Natural-language object grounding data:
--

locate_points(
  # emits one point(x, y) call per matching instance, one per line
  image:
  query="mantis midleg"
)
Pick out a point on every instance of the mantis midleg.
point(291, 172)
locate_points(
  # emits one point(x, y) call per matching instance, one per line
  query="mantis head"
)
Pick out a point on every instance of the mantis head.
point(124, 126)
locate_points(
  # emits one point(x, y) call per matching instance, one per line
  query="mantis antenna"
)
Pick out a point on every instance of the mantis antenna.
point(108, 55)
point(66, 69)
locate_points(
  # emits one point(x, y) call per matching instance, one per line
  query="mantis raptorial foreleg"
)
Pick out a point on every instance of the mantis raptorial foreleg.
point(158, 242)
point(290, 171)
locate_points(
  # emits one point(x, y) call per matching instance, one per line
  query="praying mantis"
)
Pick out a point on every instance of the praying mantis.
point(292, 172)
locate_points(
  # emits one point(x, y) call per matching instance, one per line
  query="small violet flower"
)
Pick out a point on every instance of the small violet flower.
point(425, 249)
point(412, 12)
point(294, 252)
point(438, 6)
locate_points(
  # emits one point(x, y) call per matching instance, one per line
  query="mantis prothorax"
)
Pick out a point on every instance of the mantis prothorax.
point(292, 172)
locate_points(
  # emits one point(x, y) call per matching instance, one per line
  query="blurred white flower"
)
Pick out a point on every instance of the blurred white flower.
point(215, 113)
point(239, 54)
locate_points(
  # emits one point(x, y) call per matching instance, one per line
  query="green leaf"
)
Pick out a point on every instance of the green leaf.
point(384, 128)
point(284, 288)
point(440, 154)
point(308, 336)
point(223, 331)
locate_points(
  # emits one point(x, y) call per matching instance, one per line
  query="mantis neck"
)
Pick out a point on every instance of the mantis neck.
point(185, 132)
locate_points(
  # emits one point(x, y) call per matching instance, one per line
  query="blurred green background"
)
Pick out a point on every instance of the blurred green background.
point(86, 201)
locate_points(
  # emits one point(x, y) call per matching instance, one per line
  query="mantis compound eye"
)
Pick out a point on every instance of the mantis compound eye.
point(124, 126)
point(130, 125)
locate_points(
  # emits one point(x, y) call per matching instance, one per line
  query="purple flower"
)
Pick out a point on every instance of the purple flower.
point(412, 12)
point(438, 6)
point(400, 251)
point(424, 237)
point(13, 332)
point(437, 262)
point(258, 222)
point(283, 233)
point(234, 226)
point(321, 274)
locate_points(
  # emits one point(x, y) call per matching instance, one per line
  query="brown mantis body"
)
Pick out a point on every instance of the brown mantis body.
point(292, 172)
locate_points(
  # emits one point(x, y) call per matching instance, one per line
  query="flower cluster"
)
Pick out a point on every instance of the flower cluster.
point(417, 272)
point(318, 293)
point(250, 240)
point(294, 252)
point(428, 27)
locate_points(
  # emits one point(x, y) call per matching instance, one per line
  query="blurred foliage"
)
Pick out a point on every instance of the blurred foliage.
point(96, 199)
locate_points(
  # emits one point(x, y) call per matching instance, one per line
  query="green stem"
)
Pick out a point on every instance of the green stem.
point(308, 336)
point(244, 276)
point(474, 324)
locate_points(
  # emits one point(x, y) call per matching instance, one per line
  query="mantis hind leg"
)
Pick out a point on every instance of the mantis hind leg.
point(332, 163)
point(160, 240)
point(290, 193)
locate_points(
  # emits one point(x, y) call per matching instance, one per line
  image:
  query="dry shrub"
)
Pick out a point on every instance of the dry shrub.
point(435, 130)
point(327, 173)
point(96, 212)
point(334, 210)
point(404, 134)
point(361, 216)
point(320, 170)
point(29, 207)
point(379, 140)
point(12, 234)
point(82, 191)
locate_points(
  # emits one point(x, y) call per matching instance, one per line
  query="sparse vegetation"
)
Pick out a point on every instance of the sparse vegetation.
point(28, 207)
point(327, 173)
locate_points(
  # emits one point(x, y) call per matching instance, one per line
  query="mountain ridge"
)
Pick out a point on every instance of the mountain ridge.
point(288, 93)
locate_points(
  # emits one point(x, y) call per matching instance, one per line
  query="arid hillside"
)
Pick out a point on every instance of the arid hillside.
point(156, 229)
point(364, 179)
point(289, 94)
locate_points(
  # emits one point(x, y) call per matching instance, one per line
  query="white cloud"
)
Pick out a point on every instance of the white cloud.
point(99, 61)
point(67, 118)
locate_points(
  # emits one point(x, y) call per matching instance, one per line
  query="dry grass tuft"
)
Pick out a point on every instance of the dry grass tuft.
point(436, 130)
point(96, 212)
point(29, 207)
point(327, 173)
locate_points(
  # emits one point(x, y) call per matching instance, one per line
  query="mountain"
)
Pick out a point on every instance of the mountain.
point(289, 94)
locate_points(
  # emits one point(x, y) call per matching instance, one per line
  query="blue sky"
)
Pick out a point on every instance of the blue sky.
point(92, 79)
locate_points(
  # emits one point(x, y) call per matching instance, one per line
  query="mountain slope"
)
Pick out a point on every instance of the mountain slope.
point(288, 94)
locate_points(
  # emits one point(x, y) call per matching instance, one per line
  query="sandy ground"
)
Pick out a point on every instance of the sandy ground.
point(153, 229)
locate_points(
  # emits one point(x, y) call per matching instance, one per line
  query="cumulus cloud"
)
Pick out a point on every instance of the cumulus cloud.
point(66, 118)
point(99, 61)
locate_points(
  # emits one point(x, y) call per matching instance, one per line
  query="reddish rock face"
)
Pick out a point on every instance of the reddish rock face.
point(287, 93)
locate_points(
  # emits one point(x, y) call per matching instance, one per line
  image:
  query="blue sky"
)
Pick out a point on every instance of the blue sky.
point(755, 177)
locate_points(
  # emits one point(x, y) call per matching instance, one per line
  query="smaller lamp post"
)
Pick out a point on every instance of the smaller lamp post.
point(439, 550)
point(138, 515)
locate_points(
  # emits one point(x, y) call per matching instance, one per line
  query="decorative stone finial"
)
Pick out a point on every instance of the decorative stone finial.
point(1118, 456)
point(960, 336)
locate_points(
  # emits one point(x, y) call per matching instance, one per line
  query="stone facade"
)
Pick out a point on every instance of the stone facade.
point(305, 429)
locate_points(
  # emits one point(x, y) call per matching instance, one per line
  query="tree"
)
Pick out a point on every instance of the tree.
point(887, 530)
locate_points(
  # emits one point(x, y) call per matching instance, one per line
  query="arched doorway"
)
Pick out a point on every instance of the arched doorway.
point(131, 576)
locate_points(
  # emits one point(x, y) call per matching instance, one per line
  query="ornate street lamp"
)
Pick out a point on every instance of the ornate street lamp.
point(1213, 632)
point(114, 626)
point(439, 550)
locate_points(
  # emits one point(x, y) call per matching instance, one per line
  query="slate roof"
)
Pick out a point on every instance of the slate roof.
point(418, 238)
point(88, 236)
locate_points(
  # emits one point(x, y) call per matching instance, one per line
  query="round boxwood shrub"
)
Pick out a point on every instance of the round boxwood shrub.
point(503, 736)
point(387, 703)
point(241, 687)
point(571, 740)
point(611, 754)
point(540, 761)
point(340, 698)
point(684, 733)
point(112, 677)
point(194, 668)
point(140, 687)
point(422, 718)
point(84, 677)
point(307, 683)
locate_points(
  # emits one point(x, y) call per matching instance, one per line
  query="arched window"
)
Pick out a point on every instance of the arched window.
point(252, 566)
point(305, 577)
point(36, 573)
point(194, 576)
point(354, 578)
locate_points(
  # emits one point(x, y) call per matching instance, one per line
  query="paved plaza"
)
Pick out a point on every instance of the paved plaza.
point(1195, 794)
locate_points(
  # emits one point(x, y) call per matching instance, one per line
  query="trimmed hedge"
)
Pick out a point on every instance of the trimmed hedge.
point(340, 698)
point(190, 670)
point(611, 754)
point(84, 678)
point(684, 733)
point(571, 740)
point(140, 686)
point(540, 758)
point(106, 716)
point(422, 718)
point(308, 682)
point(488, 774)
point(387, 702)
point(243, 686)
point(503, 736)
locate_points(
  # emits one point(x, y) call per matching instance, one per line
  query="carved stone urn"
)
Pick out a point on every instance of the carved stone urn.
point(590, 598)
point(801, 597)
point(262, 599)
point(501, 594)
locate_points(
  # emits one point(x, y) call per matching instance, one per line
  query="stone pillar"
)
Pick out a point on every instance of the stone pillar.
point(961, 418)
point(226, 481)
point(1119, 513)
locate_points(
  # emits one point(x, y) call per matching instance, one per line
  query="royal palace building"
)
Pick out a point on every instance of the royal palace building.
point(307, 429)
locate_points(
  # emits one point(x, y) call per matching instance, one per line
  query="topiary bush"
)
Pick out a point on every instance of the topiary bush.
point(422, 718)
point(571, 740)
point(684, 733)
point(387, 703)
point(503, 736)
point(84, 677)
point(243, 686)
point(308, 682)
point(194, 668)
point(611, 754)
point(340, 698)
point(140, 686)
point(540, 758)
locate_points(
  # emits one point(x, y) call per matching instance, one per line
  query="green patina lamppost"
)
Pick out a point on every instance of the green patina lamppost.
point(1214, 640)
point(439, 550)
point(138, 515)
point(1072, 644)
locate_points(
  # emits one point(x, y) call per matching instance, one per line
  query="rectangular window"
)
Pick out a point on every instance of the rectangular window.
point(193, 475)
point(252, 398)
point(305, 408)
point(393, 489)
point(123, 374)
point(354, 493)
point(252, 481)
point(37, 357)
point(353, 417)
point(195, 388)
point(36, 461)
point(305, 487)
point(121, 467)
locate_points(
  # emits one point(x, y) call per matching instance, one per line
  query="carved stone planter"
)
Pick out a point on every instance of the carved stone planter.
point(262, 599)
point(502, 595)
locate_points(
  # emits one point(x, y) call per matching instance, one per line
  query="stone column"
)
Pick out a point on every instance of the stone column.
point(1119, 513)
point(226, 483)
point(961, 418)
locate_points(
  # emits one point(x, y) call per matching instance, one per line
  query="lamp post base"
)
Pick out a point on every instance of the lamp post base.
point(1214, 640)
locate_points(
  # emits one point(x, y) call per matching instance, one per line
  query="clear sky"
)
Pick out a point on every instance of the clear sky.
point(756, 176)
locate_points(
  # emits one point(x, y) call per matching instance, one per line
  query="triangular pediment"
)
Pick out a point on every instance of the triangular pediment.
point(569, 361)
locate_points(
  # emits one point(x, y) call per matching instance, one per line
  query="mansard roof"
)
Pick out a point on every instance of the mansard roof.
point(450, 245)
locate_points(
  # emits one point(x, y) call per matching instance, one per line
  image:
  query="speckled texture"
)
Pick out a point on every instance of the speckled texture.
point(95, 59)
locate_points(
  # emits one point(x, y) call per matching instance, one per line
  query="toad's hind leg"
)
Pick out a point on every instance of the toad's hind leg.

--

Required action: In the entries above, count each line that includes "toad" and report the total with no other text.

Output of the exercise: 2